• [TASK]
Copy word for word the part of the post on flow and travel photography that runs from "When you’re traveling and" up to and including "toward experiencing flow.".

• [READING PASSAGE]

++++

The sun sets on a southern Thailand beach as this fire-dancer practices for the evening performance.

The sun sets on a southern Thailand beach as this fire-dancer practices for the evening performance.

Friday Foto Talk: Flow & Travel Photography   6 comments

Rising pre-dawn to climb Tajamulco, highest peak in Central America, a half-asleep state gave way to flow as the sun rose.

Rising pre-dawn to climb Tajamulco, highest peak in Central America, a half-asleep state gave way to flow as the sun rose.

Flow, or “being in the zone” is all the rage these days.  It’s considered to be how creative people create.  While that’s true, flow is not that uncommon.  We’ve all experienced it.  I heard a radio interview the other day and the guest referred to flow as something experienced by people at the highest level.  I think that’s too narrow a way to think about it.  Any time you get 100% engaged in an activity and lose track of time, you’re in flow.  Flow will help you progress toward expertise, but being very good at something isn’t a prerequisite for flow.

This series, which started with the idea and concept of flow, has moved on to how to foster the state in different types of photography.  Today let’s look at travel photography, which consists of shooting a wide variety of subjects in unfamiliar places.  I call the entire western U.S. my home area and by definition travel takes me to countries outside the U.S.  My travel photos lean heavily toward cultural subjects, including people, but includes landscape and wildlife.  While traveling I photograph far more people (and fewer landscapes) than I normally do.

A bit of a cliche, but prayer flags and the Himalaya are just too big a part of the scene in Nepal to pass up.

A bit of a cliche, but prayer flags and the Himalaya are just too big a part of the scene in Nepal to pass up.

When you’re traveling and shooting there is no shortage of distractions.  So flow is not that easy.  Here are a few tips:

  • Observe & Engage.  Just as it is with other kinds of photography, keen observation and then intense engagement with your subjects is a sure route toward experiencing flow.
  •  Filter & Focus.  Traveling can overwhelm the senses.  It’s one of the great things about it.  But in order to do your best photography focusing on the subjects that you want to shoot is necessary.  The kind of concentration required to capture images with strong subjects can help you experience flow while doing it.  I’m not saying you shouldn’t get a few overview shots that establish context and show the place you’re in (you could also do this with video).  But it’s easier to get into flow and capture good images if you zero in on one subject at a time, filtering out the rest.

With huge views of the Nepali Himalayas outside this teahouse, I shifted focus to smaller things.

  • Quality vs. Quantity.  Let’s be honest.  Travel can be hectic at times.  That’s probably inevitable.  But your whole trip doesn’t have to be this way.  If you plan an overly busy itinerary, you shouldn’t expect to experience flow while shooting.  And you should expect more snapshots than quality images.  You simply can’t have both quality and quantity, and this goes especially for traveling.  As you plan your itinerary, choose one or the other and be happy with the consequences of that decision.

++++

• [DATA EXTRACT]

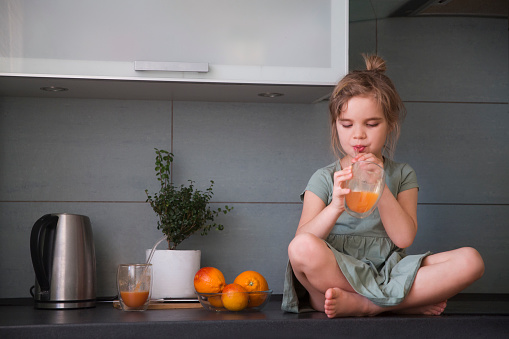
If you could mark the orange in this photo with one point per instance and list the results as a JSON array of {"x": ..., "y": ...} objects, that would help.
[
  {"x": 234, "y": 297},
  {"x": 253, "y": 281},
  {"x": 209, "y": 280}
]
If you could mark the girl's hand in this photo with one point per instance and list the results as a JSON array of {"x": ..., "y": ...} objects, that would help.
[
  {"x": 338, "y": 193},
  {"x": 368, "y": 157}
]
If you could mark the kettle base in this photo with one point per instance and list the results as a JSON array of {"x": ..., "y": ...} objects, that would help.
[{"x": 59, "y": 305}]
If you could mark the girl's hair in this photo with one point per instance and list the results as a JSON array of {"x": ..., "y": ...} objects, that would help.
[{"x": 370, "y": 82}]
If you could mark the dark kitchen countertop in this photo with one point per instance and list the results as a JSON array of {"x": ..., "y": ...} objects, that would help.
[{"x": 471, "y": 316}]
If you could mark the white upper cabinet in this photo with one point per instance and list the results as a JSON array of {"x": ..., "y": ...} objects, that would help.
[{"x": 270, "y": 42}]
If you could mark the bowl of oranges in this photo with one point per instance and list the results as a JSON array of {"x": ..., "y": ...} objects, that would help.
[{"x": 248, "y": 292}]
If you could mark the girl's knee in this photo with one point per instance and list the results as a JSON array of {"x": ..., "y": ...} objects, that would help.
[{"x": 472, "y": 262}]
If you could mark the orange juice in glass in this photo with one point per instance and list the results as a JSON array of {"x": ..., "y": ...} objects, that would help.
[
  {"x": 366, "y": 187},
  {"x": 134, "y": 283}
]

++++

• [RESULT OF THIS TASK]
When you’re traveling and shooting there is no shortage of distractions.  So flow is not that easy.  Here are a few tips:

  • Observe & Engage.  Just as it is with other kinds of photography, keen observation and then intense engagement with your subjects is a sure route toward experiencing flow.